• _EXERCISE AIM_
Can you copy out every one of the entries below word for word, keeping each line unchanged?
☆ ☆ ☆ ☆ ☆
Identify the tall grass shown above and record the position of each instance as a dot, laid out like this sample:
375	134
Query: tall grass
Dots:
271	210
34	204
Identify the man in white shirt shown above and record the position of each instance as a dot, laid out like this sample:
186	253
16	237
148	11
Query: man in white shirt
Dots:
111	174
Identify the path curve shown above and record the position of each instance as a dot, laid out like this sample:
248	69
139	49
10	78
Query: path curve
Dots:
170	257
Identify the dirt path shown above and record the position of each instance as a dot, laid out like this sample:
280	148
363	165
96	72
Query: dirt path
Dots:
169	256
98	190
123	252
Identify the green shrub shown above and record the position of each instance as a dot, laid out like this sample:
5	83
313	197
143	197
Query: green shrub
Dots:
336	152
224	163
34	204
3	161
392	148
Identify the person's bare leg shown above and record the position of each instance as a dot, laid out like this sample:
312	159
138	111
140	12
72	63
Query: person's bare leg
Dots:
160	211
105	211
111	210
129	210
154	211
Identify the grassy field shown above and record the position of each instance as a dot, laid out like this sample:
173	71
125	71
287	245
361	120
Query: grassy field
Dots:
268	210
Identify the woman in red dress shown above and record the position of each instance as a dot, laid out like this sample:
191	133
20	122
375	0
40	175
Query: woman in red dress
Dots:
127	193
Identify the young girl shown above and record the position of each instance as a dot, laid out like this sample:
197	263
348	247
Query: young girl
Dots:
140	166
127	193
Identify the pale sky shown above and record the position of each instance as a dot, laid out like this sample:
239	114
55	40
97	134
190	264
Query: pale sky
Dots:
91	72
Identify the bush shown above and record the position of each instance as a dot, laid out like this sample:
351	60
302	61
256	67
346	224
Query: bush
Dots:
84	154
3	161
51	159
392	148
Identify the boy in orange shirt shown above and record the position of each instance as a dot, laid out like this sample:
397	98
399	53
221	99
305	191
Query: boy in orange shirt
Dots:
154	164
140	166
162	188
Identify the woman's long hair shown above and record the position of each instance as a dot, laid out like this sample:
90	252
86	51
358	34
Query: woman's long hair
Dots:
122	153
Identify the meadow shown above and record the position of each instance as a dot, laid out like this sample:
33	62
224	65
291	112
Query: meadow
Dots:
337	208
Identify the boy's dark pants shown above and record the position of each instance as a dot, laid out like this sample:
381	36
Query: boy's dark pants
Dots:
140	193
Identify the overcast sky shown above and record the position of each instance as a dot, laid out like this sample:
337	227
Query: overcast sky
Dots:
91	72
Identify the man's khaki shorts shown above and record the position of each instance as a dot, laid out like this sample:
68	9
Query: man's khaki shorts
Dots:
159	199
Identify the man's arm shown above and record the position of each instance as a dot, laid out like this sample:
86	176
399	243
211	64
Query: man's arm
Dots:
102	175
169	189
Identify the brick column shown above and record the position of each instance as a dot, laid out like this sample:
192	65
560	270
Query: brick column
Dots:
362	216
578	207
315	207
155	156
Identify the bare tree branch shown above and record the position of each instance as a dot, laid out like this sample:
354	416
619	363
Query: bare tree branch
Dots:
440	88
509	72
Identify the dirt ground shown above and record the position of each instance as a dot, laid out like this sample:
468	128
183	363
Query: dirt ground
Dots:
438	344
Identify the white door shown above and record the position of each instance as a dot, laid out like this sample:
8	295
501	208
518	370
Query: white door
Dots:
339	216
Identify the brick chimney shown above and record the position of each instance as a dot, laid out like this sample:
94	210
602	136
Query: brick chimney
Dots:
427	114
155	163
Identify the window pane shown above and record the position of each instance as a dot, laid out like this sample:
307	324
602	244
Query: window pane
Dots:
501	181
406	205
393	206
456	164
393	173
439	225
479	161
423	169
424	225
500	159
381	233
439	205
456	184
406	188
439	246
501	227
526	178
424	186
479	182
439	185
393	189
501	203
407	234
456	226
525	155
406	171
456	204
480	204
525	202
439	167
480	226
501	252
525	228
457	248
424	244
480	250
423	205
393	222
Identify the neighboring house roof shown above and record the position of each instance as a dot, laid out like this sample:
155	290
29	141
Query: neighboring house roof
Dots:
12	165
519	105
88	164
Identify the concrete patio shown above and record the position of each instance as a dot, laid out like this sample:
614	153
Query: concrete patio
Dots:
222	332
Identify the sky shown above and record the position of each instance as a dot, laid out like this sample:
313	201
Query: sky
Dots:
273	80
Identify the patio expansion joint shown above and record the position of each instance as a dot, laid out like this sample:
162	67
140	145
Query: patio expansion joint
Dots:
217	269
☆ ☆ ☆ ☆ ☆
• _CORRECT ANSWER_
Identify the tall grass shown above and record the position of each instance as a dot, laid out like this sample:
375	134
Query: tall grass
Dots:
271	210
34	204
Identify the man in white shirt shown above and record the position of each instance as a dot, laid out like this sample:
186	253
16	237
148	11
Query: man in white shirt
Dots:
111	174
Identify the path curve shown above and record the position of each instance as a dot, laid out like this sample:
248	69
139	49
10	78
Query: path curve
Dots:
170	257
Identify the dirt path shown above and record the position of each instance as a dot, laid out like this sample:
280	148
363	165
96	72
Query: dirt path
Dots:
169	256
98	190
123	252
Identify the green shrub shown above and record the position of each instance as a dot, laid out like this sample:
5	83
313	197
143	197
Query: green shrub
Dots:
336	152
224	163
34	204
3	161
392	148
Identify the person's bare leg shown above and record the position of each instance as a dot, laid out like this sample:
312	159
138	111
140	12
72	63
Query: person's bare leg
Dots:
160	211
105	211
111	210
129	210
154	211
Identify the grassy field shown above and record the position of each instance as a dot, laid out like this sample:
173	71
125	71
287	245
361	120
Query: grassy field
Dots:
268	210
Identify the woman in red dress shown above and record the position of each instance as a dot, laid out like this sample:
191	133
20	122
375	0
40	175
Query: woman in red dress
Dots:
127	193
Identify the young girl shown above and record the position of each instance as a dot, laid out like this sample:
197	263
348	247
Query: young girl
Dots:
140	166
127	193
Identify the pale sky shown above and record the position of each instance as a dot, laid out like this sample:
239	114
55	40
97	134
190	264
Query: pale sky
Dots:
91	72
Identify the bush shown above and record the position of each instance as a dot, laid out like this sample:
351	60
302	61
256	67
346	224
Query: bush
Dots:
84	154
3	161
51	159
392	148
Identify the boy in orange shirt shown above and record the position of each instance as a dot, laid out like this sample:
397	98
399	53
221	99
305	191
Query: boy in orange shirt
Dots:
154	164
140	166
162	188
Identify the woman's long hair shown above and record the position of each instance as a dot, laid out like this sample:
90	252
86	51
358	34
Query: woman's long hair
Dots:
122	153
Identify the meadow shown above and record the position of each instance as a dot, laid out like this sample:
33	62
224	65
291	112
Query: meadow
Dots:
337	208
Identify the boy's dark pants shown above and record the position of each instance as a dot, laid out like this sample:
381	36
Query: boy's dark pants
Dots:
140	193
Identify the overcast sky shown above and record the position of each instance as a dot, laid out like this sample:
337	227
Query: overcast sky
Dots:
91	72
Identify the man's khaki shorts shown above and record the position of each instance as a dot, laid out like this sample:
68	9
Query: man's khaki shorts
Dots:
159	199
Identify the man's arm shown above and record the position of each instance as a dot, laid out like this sample:
86	176
399	243
211	64
Query: man's arm
Dots:
102	175
169	189
Identify the brick column shown above and record the position of each instance as a dot, laid out like this sample:
192	65
560	270
Query: brick column
Dots:
362	216
578	207
315	207
155	156
Identify the bare tree branch shown above and record the position of each instance as a dot, laid out like this sample:
354	416
619	363
Query: bare tree branch
Dots:
440	88
509	72
Identify the dirt ground shown above and record the position of each instance as a dot, laid out like this sample:
468	128
183	363
Query: dirt ground
Dots:
438	344
Identify the white door shown above and record the position of each instance as a dot, laid out like this sample:
8	295
501	208
518	370
Query: white door
Dots:
339	216
Identify the brick chimney shown above and record the position of each instance as a dot, laid out like this sample:
94	210
602	136
Query: brick chimney
Dots:
427	114
155	163
Identify the window pane shown above and record the position of each instance as a dot, laid out like this sample:
307	324
602	244
Query: window pane
Dots:
501	181
406	205
393	206
456	164
393	173
439	225
479	161
423	169
424	225
500	159
381	233
439	205
456	184
406	188
439	246
501	227
526	178
424	186
479	182
439	185
393	189
501	203
407	234
456	226
525	155
406	171
456	204
480	204
525	202
439	167
480	226
501	252
525	228
457	248
424	244
480	250
423	205
393	222
Identify the neighboring house roof shown above and record the position of each instance as a dot, laid out like this sample:
155	290
29	141
Query: neighboring house roof
Dots:
12	165
519	105
88	164
Identify the concrete patio shown above and record the position of each instance as a dot, laid out like this sample:
614	153
Query: concrete patio
Dots:
222	332
Identify the sky shown above and record the position of each instance as a dot, laid out like this sample:
313	201
Query: sky
Dots:
273	80
Identify the patio expansion joint shown above and record the position of each instance as a dot, laid out like this sample:
162	67
140	145
Query: patio expansion joint
Dots:
217	269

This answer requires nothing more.